● **ACTION ITEM**
All of the lines below are to be transcribed faithfully, with pictures excluded from the copy.

(Referring expression data)
——

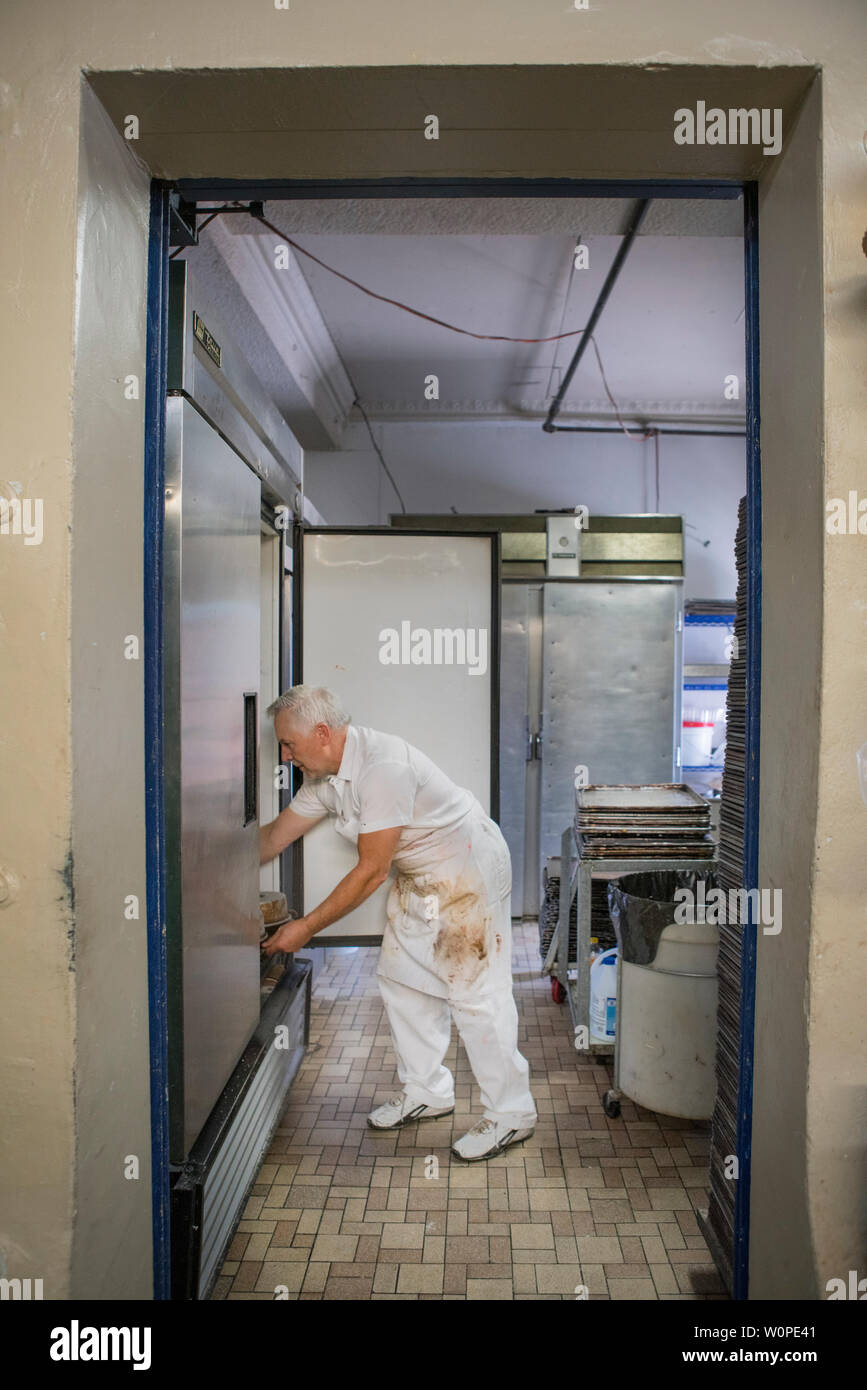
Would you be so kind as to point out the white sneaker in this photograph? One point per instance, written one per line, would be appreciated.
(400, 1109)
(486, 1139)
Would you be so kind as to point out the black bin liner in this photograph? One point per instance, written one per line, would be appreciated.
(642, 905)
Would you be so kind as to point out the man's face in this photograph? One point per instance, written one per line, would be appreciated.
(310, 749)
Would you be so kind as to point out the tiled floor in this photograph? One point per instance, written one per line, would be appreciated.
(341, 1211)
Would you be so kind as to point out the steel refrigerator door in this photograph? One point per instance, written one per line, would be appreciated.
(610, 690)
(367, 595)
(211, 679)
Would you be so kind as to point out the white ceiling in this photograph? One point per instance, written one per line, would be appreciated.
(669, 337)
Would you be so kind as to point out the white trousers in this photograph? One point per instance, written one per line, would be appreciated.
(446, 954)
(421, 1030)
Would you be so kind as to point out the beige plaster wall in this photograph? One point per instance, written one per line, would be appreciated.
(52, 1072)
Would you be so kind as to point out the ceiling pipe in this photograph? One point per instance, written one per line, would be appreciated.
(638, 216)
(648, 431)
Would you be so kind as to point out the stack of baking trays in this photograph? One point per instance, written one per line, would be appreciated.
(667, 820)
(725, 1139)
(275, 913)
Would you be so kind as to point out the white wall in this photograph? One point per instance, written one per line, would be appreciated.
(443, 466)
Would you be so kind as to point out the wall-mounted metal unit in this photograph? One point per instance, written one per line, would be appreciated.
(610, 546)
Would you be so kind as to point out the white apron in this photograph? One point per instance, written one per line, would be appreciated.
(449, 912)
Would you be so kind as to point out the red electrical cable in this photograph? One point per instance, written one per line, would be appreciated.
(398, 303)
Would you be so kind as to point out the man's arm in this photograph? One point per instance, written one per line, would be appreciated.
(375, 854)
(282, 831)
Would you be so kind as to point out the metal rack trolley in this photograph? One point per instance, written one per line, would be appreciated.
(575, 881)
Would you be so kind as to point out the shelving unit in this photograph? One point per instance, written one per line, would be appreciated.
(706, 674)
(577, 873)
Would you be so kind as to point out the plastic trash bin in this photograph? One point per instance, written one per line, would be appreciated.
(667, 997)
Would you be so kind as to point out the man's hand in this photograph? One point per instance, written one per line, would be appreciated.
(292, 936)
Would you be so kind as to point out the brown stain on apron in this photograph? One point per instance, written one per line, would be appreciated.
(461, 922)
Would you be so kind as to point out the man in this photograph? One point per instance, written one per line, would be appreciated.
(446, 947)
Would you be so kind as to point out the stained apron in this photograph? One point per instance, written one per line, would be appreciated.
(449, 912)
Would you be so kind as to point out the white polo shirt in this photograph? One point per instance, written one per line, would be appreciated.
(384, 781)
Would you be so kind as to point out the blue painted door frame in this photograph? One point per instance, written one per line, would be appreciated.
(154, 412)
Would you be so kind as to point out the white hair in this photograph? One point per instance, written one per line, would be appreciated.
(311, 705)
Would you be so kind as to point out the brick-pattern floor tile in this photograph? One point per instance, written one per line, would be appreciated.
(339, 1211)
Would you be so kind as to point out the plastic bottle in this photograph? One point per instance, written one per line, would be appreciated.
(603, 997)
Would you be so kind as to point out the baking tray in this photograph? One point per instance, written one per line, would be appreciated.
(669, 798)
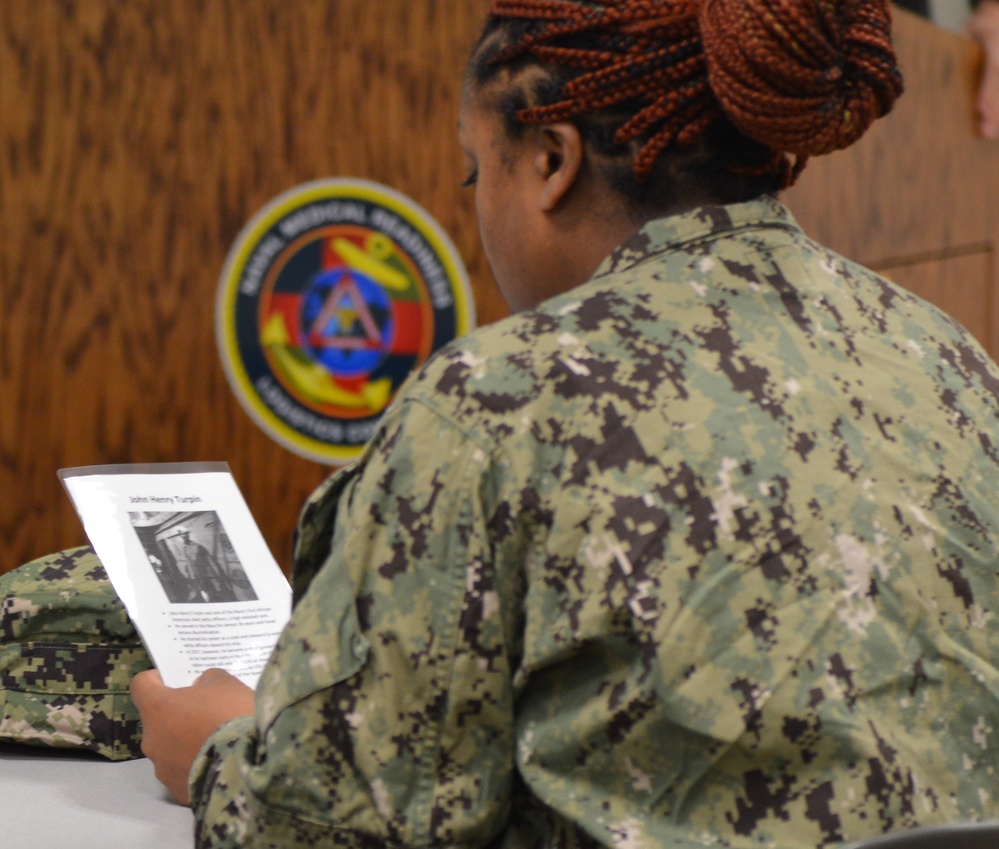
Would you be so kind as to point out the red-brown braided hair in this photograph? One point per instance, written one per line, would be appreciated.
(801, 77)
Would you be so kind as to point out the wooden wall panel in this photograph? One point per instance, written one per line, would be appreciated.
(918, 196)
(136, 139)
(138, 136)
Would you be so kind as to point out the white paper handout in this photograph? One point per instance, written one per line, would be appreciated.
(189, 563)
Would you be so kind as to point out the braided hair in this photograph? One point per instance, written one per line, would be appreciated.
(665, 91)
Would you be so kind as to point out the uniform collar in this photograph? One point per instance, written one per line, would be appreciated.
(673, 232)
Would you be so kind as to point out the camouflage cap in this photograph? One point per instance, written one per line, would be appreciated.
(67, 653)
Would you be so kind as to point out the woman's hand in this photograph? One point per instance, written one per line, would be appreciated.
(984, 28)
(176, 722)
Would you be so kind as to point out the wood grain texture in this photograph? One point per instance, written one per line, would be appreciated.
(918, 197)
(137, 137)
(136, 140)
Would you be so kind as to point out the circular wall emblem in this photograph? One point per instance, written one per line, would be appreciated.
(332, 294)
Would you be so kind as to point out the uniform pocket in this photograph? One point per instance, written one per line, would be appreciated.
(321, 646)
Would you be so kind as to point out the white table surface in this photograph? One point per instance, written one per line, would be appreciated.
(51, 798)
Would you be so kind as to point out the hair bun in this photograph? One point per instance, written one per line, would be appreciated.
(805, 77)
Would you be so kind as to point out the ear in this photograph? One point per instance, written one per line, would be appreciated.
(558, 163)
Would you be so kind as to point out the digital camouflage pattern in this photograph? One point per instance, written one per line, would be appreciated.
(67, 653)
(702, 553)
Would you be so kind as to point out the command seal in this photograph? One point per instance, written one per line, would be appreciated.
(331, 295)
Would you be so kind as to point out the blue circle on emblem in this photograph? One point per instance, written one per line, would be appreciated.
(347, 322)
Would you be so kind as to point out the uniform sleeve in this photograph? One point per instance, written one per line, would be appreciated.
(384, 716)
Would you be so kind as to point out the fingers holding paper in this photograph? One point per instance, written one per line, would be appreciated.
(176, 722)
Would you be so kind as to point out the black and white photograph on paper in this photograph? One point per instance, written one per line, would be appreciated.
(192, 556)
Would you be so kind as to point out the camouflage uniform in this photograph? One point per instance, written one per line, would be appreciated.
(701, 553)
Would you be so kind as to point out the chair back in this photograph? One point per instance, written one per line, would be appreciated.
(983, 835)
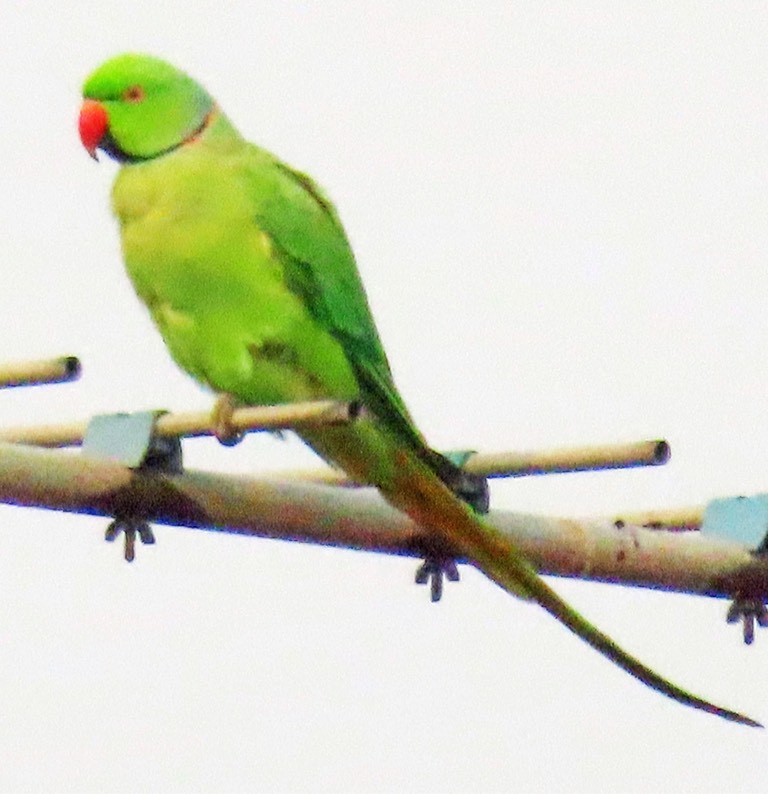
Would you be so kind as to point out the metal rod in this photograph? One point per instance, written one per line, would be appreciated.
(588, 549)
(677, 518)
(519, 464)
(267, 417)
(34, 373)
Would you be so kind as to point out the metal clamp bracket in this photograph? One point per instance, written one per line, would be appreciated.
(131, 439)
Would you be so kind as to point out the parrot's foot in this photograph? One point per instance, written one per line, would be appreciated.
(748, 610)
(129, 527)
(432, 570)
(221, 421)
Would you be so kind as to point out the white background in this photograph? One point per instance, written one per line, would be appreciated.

——

● **EXERCISE RESULT**
Would you be so kind as to point out the white sneaker in this photograph? One point per instance, written one per line, would be appreciated.
(400, 1109)
(486, 1139)
Would you be so kind as to point out the black bin liner in this photograph? One point per instance, written one per line, would be appreciated.
(642, 905)
Would you be so kind as to point out the man's face in this photograph? One point per instance, written one per line, would be appreciated.
(310, 749)
Would you be so kind as to point out the tiled floor in this photograph? One point per instance, written one per line, would be appreciated.
(341, 1211)
Would you be so kind as to point out the steel refrigerator door in this photograph? One point per instance, written one per line, would be appreciated.
(610, 690)
(367, 595)
(211, 679)
Would you be so kind as to point out the white ceiling in this photograph? One point per instance, written one per line, would be appreciated.
(669, 337)
Would you be so kind as to point out the white trousers in this photograph? One point per instance, written one per line, would be appreciated.
(446, 954)
(421, 1030)
Would you be so kind as to point out the beige plaster wall in this photograph? One point per instance, written one per line, would be appreciated.
(52, 1072)
Would you be so kind as to point out the ceiling pipe in this photograph? One point per instance, written one per line, would be appreciated.
(638, 216)
(648, 431)
Would you be so kind as to point out the stack of baking trays in this photograph? One point per instance, written one per line, would be appreciated.
(667, 820)
(725, 1139)
(275, 913)
Would you be so kind as to point out the white wall in this photograph? One point per instance, written one per line, would be appreciated.
(443, 466)
Would you be so kind as to point out the wall-mounted metal unit in this photograph? One point per instance, written one per line, would be appreciated.
(610, 546)
Would you be so kind as to point out the white apron in this photograph? One point per instance, written one per line, would be appreciated.
(449, 912)
Would you be so kind as to point out the red electrical cable in this photograph? One point per instance, written one per line, would be appreciated.
(398, 303)
Would you be so kind as to point out the man's arm in this photograph? One point per instance, written one per line, would be appreciated.
(375, 854)
(282, 831)
Would you be so kind as to point out the metal rack trolley in this photograph? One point per instance, written one per line, would be appreciated.
(575, 881)
Would you be so kind as to point out the shelving unit in this photograph? One point per instance, written one per line, would be appreciated.
(706, 674)
(577, 873)
Would you be so kind as to point out the plastic trash bin in this photograph? One point per instance, written one per line, would be appreciated.
(667, 997)
Would you be so kind as to point out the man's hand in this photograph? One point per instance, written one per line, would be appreciated.
(292, 936)
Would you be so kind as to point out the brown stain on apron in this photograph? One point per instance, written one per line, would be appreciated.
(461, 922)
Would you be so kind as to point out the man in this photograph? One point per instance, written one per line, would be appreciated.
(446, 947)
Would you be so kind as to point out the stained apron in this photograph? One point per instance, written one per line, would be appreciated.
(449, 912)
Would you be so kind as to point out the white polo shirt in this photograph? One point per instance, written one per line, would be appreciated.
(384, 781)
Would you be so kind as to point out the blue painted door frame in this photograph? One point per instance, written one per line, would be appreciated.
(154, 412)
Would you be so kind as to point out the white hair in this photograph? One point per instance, written one per line, would be appreciated.
(311, 705)
Would you be so kind as to point out the brick-pattern floor tile in this photograph? One point per instance, written one per line, would be appreciated.
(339, 1211)
Would you be so kind as to point out the plastic bottle in this photograph? One point per instance, written one per line, would be appreciated.
(603, 997)
Would you be so kind as to point out the baking tray in this photograph? One point per instance, written one per line, would be appreciated.
(669, 798)
Would you be so kind as to point out the red-brown braided hair in this photograph? One point per instance, written one per line, would be appreciated.
(801, 77)
Would you be so kind as to point out the wooden wall panel in this photograph? One point per instance, written one per line, would be appreciated.
(918, 196)
(136, 139)
(138, 136)
Would you be so kind as to point out the white paper handout in this photograph? One point per instance, written one per line, would be appreciated.
(189, 563)
Would you be so kind as to point out the braided hair in this photograph? One point per instance, written one per line, would be appreciated.
(665, 91)
Would you be so kind as to point out the uniform collar in this photograph? One point per instance, written one per line, would be appreciated.
(673, 232)
Would you be so kind as to point out the camouflage cap in this photograph? One point per instance, written one per line, would be appreciated.
(67, 653)
Would you be so kind as to point out the woman's hand in this photograph? One point per instance, written one per line, would be appreciated.
(984, 28)
(176, 722)
Would you be so kind as to point out the wood grain texture in this photograph? One point per instance, written one per line, would be appreciated.
(918, 197)
(137, 137)
(136, 140)
Would you be so kind as to point out the circular wall emblem in this photograph? One point per instance, written one per line, would be appreciated.
(332, 294)
Would you be so kind as to point out the uniform pocket in this photograph? One point per instance, written one per line, would be appreciated.
(321, 646)
Would you be so kind as to point out the white table surface in this photograph? One point per instance, written one per line, would be appreciated.
(51, 798)
Would you be so kind as to point out the hair bun in this photograph? One point per instance, written one per line, would be appreciated.
(805, 77)
Would you be so kind as to point out the ear in this photograph? One point per instance, written one per line, would be appreciated.
(558, 163)
Would you be so kind as to point out the digital camouflage pattern in this photograph? One point per instance, written one per line, would be appreciated.
(67, 653)
(702, 553)
Would you be so kind as to point out the command seal in this photograph? One point per instance, written one per line, would be appreciated.
(331, 295)
Would you be so kind as to point out the blue circle on emblem in this photograph? One point per instance, written one per line, would be appreciated.
(347, 322)
Would you be so kind as to point out the uniform sleeve in this photograph? One point per instance, written one per line, would be appreciated.
(384, 716)
Would you be so kind as to point out the fingers holding paper in this photograph? One point per instance, written one per line, would be appreciated.
(176, 722)
Would you be so kind as to point out the black and white photograph on paper in this photograph? One point per instance, written one per line, would be appreciated.
(192, 556)
Would you be so kind as to point out the camouflage uniform in this photograph? One point per instance, written one per line, would be appreciated.
(701, 553)
Would you be so kind as to point out the chair back in this photograph? One point per instance, written one per line, would be appreciated.
(983, 835)
Would you be so kind as to point out the metal rod in this photograph? One point per instance, written one per line, would be appreciated.
(588, 549)
(677, 518)
(519, 464)
(267, 417)
(34, 373)
Would you be so kind as to point out the metal clamp bracket in this photograph? One point per instance, written one per line, would be appreciated.
(131, 439)
Would you be so kind as to point out the parrot's foot in this photograph? One point per instance, written one per line, would be appreciated.
(748, 610)
(129, 527)
(432, 570)
(221, 421)
Would you be so kind as to point out the white background in this photograph? One point per instance, written one per line, would be appreciated.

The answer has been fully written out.